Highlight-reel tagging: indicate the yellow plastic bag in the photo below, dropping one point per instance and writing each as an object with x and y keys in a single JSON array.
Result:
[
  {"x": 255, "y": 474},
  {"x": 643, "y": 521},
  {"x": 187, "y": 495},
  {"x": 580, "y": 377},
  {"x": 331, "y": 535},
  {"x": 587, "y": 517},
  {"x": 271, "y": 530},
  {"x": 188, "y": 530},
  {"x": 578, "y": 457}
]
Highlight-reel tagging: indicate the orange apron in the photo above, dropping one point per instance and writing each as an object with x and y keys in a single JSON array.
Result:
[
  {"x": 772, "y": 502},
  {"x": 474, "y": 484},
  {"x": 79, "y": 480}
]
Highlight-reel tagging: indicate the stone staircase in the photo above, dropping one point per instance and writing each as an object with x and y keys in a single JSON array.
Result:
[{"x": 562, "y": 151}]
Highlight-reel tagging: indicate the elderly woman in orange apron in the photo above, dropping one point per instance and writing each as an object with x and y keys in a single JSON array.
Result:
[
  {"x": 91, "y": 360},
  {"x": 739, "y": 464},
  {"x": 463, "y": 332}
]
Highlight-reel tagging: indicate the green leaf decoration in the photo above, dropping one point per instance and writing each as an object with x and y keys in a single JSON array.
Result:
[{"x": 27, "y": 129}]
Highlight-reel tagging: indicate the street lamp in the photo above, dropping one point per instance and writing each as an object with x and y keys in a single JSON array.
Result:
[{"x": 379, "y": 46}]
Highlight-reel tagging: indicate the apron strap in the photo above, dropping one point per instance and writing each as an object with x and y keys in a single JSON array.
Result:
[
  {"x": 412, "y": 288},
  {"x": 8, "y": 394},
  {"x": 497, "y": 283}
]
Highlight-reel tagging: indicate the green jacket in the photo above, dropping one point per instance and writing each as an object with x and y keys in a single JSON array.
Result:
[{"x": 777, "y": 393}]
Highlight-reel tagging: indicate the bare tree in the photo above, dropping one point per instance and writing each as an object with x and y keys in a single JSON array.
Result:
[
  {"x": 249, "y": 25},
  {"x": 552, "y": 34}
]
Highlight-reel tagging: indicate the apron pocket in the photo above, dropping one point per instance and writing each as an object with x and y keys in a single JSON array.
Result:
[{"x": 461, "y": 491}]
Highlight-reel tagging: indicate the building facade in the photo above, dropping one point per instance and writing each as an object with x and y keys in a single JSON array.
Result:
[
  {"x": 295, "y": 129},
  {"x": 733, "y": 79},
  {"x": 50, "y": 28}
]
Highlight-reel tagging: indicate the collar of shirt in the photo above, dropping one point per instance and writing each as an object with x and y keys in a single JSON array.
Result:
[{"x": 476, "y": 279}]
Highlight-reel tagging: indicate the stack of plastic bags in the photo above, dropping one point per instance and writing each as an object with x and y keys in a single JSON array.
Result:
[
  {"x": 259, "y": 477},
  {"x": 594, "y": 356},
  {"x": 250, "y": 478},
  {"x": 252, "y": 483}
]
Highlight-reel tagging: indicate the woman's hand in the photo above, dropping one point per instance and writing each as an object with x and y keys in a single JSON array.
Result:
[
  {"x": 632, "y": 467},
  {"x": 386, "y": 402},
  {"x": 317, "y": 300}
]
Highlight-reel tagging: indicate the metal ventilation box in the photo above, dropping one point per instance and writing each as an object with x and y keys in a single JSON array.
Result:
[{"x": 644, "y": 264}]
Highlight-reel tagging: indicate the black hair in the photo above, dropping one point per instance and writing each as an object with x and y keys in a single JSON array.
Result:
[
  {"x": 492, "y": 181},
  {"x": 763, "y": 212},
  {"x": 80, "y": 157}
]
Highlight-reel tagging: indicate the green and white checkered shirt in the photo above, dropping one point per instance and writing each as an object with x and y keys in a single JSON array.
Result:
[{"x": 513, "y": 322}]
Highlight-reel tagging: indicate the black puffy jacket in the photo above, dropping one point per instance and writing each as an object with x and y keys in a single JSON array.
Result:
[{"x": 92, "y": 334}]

# SET EXERCISE:
Render the lines above as a JSON list of strings, with one string for each line and any blank lines omitted.

# COMPLETED TASK:
[
  "Highlight-reel tagging: indicate the yellow plastic bag in the photo below, dropping one point per instance and writing each as an object with x and y keys in a single JSON array.",
  "Result:",
  "[",
  "  {\"x\": 255, \"y\": 474},",
  "  {\"x\": 643, \"y\": 521},",
  "  {\"x\": 187, \"y\": 495},",
  "  {\"x\": 580, \"y\": 377},",
  "  {\"x\": 331, \"y\": 535},",
  "  {\"x\": 587, \"y\": 517},",
  "  {\"x\": 271, \"y\": 530},",
  "  {\"x\": 188, \"y\": 530},",
  "  {\"x\": 578, \"y\": 457}",
  "]",
  "Highlight-reel tagging: indicate the orange apron in the photo above, dropping one point per instance and writing each as an object with x and y keys in a single JSON array.",
  "Result:",
  "[",
  "  {\"x\": 772, \"y\": 502},",
  "  {\"x\": 474, \"y\": 484},",
  "  {\"x\": 79, \"y\": 480}",
  "]",
  "Highlight-reel tagging: indicate the stone staircase in the photo above, dropping one point per instance and writing each as an object with x and y keys in a single JSON array.",
  "Result:",
  "[{\"x\": 562, \"y\": 151}]",
  "Highlight-reel tagging: indicate the elderly woman in orange apron in the photo above, dropping one point per instance and writing each as an object with x and y keys in a single JSON array.",
  "Result:",
  "[",
  "  {\"x\": 91, \"y\": 360},",
  "  {\"x\": 739, \"y\": 464},",
  "  {\"x\": 463, \"y\": 332}",
  "]",
  "Highlight-reel tagging: indicate the green leaf decoration in the photo above, dropping one point per instance and writing each as an object with x and y keys in a single JSON array.",
  "Result:",
  "[{\"x\": 27, \"y\": 129}]",
  "Highlight-reel tagging: indicate the street lamp in the photo above, dropping one point per instance and writing each as an object with x and y keys in a single JSON array.",
  "Result:",
  "[{\"x\": 379, \"y\": 46}]",
  "Highlight-reel tagging: indicate the apron strap in the photo above, dropping one point per instance and writing each as an object with x and y keys in a single JSON array.",
  "Result:",
  "[",
  "  {\"x\": 412, \"y\": 288},",
  "  {\"x\": 8, \"y\": 394},",
  "  {\"x\": 497, \"y\": 283}",
  "]",
  "Highlight-reel tagging: indicate the green jacket in the photo above, dropping one point per instance and writing each as an object with x and y keys in a single JSON array.",
  "Result:",
  "[{\"x\": 777, \"y\": 393}]",
  "Highlight-reel tagging: indicate the bare tree in the photo above, dropping one point per instance and writing each as an object with x and y keys in a single JSON array.",
  "Result:",
  "[",
  "  {\"x\": 249, \"y\": 25},",
  "  {\"x\": 552, \"y\": 34}",
  "]",
  "Highlight-reel tagging: indicate the apron pocket in the photo above, dropping one point per instance and writing each as an object with x and y keys in a single JSON array.",
  "Result:",
  "[{\"x\": 461, \"y\": 491}]",
  "Highlight-reel tagging: indicate the building facade in the photo above, dropping one point per instance and writing each as an object with x and y keys in a single JSON array.",
  "Result:",
  "[",
  "  {\"x\": 295, \"y\": 129},",
  "  {\"x\": 733, \"y\": 79},",
  "  {\"x\": 50, \"y\": 28}",
  "]",
  "Highlight-reel tagging: indicate the collar of shirt in the photo above, dropping one point per instance and writing each as an object with x and y keys in a single JSON array.",
  "Result:",
  "[{\"x\": 476, \"y\": 279}]",
  "Highlight-reel tagging: indicate the stack of plastic bags in the photo above, dropping one point per instance and writing each as an object with x and y keys in a single JSON array.",
  "Result:",
  "[",
  "  {\"x\": 259, \"y\": 477},",
  "  {\"x\": 594, \"y\": 356},",
  "  {\"x\": 250, \"y\": 478},",
  "  {\"x\": 252, \"y\": 483}",
  "]",
  "Highlight-reel tagging: indicate the woman's hand in the photo above, dropping one point per instance and writing each as an object with x and y keys in a single JSON array.",
  "Result:",
  "[",
  "  {\"x\": 632, \"y\": 467},",
  "  {\"x\": 386, \"y\": 402},",
  "  {\"x\": 317, \"y\": 300}",
  "]",
  "Highlight-reel tagging: indicate the metal ventilation box in the photo above, dropping one point per instance and writing each as an object with x and y keys in a single JSON array.",
  "Result:",
  "[{\"x\": 644, \"y\": 264}]",
  "Highlight-reel tagging: indicate the black hair in the photo above, dropping one point per instance and writing each as an object with x and y keys in a single JSON array.",
  "Result:",
  "[",
  "  {\"x\": 492, \"y\": 181},",
  "  {\"x\": 763, \"y\": 212},",
  "  {\"x\": 80, \"y\": 157}",
  "]",
  "Highlight-reel tagging: indicate the green and white checkered shirt in the photo above, dropping one point per instance and writing each as an object with x and y keys in a single JSON array.",
  "Result:",
  "[{\"x\": 513, \"y\": 322}]",
  "Highlight-reel tagging: indicate the black puffy jacket in the photo above, dropping one point per instance and writing each as an object with x and y keys in a single JSON array.",
  "Result:",
  "[{\"x\": 92, \"y\": 334}]"
]